** Record extracts follows **

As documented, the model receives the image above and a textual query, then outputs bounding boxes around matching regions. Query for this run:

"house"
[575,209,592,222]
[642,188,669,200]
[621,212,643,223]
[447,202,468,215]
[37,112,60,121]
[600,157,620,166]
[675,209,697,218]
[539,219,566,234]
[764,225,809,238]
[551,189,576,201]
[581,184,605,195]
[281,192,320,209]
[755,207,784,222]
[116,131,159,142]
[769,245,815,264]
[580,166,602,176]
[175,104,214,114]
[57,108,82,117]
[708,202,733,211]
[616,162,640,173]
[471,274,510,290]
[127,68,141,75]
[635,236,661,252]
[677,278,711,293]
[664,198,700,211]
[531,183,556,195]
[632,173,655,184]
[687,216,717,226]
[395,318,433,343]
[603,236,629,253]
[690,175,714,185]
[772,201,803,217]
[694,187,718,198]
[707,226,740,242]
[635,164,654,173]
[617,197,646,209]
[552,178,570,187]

** End of Record extracts **

▶ Work task: Everything in the material above is to be copied exactly.

▶ Written solution:
As documented, the model receives the image above and a textual query, then outputs bounding boxes around matching regions. Query for this run:

"house"
[575,209,592,222]
[642,188,669,200]
[621,212,643,223]
[447,202,468,215]
[37,112,60,121]
[600,157,620,166]
[675,209,697,218]
[539,219,566,234]
[764,225,809,238]
[551,189,576,201]
[581,184,605,195]
[281,192,320,209]
[755,207,784,222]
[116,131,159,142]
[769,245,815,264]
[580,166,602,176]
[175,104,214,114]
[57,108,82,117]
[708,202,733,211]
[616,162,640,173]
[471,274,510,290]
[127,68,141,75]
[635,236,661,252]
[677,278,711,293]
[664,198,700,211]
[531,183,556,195]
[632,173,655,184]
[687,216,717,226]
[395,318,433,343]
[603,236,629,253]
[690,175,714,185]
[772,201,803,217]
[694,187,718,198]
[707,226,740,242]
[635,164,654,173]
[617,197,646,209]
[552,178,570,187]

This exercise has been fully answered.